__Passage provided__
Here’s a list of the best available high-yield savings accounts for 2023.
Joint Savings Accounts
A joint savings account is a savings account shared by two or more individuals, typically spouses or family members. Joint account holders have equal access to the account and can manage the funds together. This type of account is ideal for couples or families who want to save together for shared financial goals or expenses.
Custodial Savings Accounts (UGMA/UTMA Accounts)
A custodial savings account, also known as Uniform Gifts to Minors Act (UGMA) or Uniform Transfers to Minors Act (UTMA) accounts, are designed for adults to save on behalf of a minor. These accounts are managed by a custodian (usually a parent or guardian) until the minor reaches the age of majority (typically 18 or 21, depending on the state). Custodial accounts can be used to save for a child’s education, future expenses, or to teach them about financial responsibility.
Health Savings Accounts (HSAs)
A Health Savings Account (HSA) is a tax-advantaged savings account specifically designed for individuals with high-deductible health plans (HDHPs). Contributions to HSAs are tax-deductible, and withdrawals for qualified medical expenses are tax-free. HSAs are an excellent way to save for healthcare costs while also benefiting from tax advantages.
Individual Development Accounts (IDAs)
An Individual Development Account (IDA) is a matched savings account designed to help low-income individuals save for specific purposes, such as buying a home, starting a business, or pursuing higher education. Nonprofit organizations and government agencies typically sponsor IDAs, which provide matching funds to encourage participants to save.
Goal-Oriented Savings Accounts
Some banks and credit unions offer a goal-oriented savings account designed to help account holders save for specific goals, such as buying a car, going on vacation, or creating an emergency fund. These accounts may include features such as automatic transfers, milestone rewards, or built-in savings trackers to help keep savers motivated and on track.
Other Types of Savings Accounts
Certificates of Deposit (CDs)
A CD is a deposit account that provides a fixed interest rate for a set term, such as 6 months or a year. It is perfect for those seeking guaranteed returns and who don’t need access to their funds during the term. Keep in mind that withdrawing funds from a CD before its maturity date may result in penalties.

__Your tasks__
**1.** Rewrite the savings account passage from "Health Savings Accounts" up to and including "from tax advantages.", putting "qualifying insurance plans" in place of "high-deductible health plans".
**2.** Summarize the passage on types of savings accounts in two sentences.
**3.** Take the passage on types of savings accounts further, continuing on from its final sentence.

__Dataset entries__
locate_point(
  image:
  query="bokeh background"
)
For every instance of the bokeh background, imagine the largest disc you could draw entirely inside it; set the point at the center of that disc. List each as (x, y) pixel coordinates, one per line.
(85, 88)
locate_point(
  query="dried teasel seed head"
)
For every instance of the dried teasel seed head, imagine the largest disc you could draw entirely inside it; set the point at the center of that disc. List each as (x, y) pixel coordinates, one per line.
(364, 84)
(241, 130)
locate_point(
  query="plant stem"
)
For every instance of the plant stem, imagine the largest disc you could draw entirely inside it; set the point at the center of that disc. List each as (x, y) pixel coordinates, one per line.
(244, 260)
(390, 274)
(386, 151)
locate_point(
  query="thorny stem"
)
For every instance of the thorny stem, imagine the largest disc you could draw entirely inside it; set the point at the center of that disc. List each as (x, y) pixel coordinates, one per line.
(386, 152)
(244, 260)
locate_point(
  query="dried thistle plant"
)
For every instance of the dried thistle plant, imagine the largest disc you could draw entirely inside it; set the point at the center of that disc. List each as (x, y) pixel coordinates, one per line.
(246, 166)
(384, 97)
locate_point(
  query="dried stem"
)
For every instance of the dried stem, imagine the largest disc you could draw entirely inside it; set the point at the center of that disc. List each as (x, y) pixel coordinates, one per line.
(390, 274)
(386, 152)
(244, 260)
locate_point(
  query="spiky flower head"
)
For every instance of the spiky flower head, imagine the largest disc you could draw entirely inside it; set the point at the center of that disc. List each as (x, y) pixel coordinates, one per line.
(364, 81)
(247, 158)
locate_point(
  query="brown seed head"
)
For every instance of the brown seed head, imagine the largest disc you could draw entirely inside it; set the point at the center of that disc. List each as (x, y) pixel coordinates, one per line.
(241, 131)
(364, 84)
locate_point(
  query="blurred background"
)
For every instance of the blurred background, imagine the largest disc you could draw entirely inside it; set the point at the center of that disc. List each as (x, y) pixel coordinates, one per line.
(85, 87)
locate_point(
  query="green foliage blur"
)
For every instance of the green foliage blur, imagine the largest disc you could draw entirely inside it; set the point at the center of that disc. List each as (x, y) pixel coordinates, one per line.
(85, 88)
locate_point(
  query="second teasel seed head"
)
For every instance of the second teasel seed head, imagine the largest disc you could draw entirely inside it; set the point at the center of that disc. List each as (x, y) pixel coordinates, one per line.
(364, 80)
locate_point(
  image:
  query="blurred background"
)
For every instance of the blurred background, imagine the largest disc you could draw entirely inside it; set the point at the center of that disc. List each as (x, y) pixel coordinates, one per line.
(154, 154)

__Task responses__
**1.**
Health Savings Accounts (HSAs)
A Health Savings Account (HSA) is a tax-advantaged savings account specifically designed for individuals with qualifying insurance plans (HDHPs). Contributions to HSAs are tax-deductible, and withdrawals for qualified medical expenses are tax-free. HSAs are an excellent way to save for healthcare costs while also benefiting from tax advantages.

**2.** Savings accounts come in several types: joint accounts shared by two or more people, custodial UGMA/UTMA accounts managed for a minor, tax-advantaged HSAs for people with high-deductible health plans, matched IDAs for low-income savers, and goal-oriented accounts for specific goals. Certificates of deposit pay a fixed interest rate for a set term, and withdrawing funds before maturity may bring penalties.

**3.**
Money Market Accounts
A money market account, similar to a savings account, often offers higher interest rates and the ability to write checks. It is a low-risk investment option insured by the FDIC, making it suitable for those seeking higher returns than a savings account and the ability to access their funds with ease. However, money market accounts may have higher minimum balance requirements and withdrawal restrictions.
Both CD and money market accounts can be great for growing your money over time, but you should compare rates and understand the differences before choosing one over the other.
Is my money safe in checking and savings accounts?
The Federal Deposit Insurance Corporation (FDIC) or the National Credit Union Administration (NCUA) will reimburse depositors for their insured deposits in case of an institution failure. The deposit insurance covers up to $250,000 per depositor per institution.
Always research the financial stability of the bank or credit union before depositing a substantial amount.
When it comes to personal finance, understanding the differences between savings and checking accounts is crucial for making informed decisions. By learning about the various types of accounts, their features, and their intended uses, you’ll be better equipped to manage your money effectively and reach your financial goals.
To maximize the potential of your finances, it may be beneficial to open both a checking account and a savings account. Always take the time to research and compare different accounts to ensure that you’re making the best choice for your unique financial situation.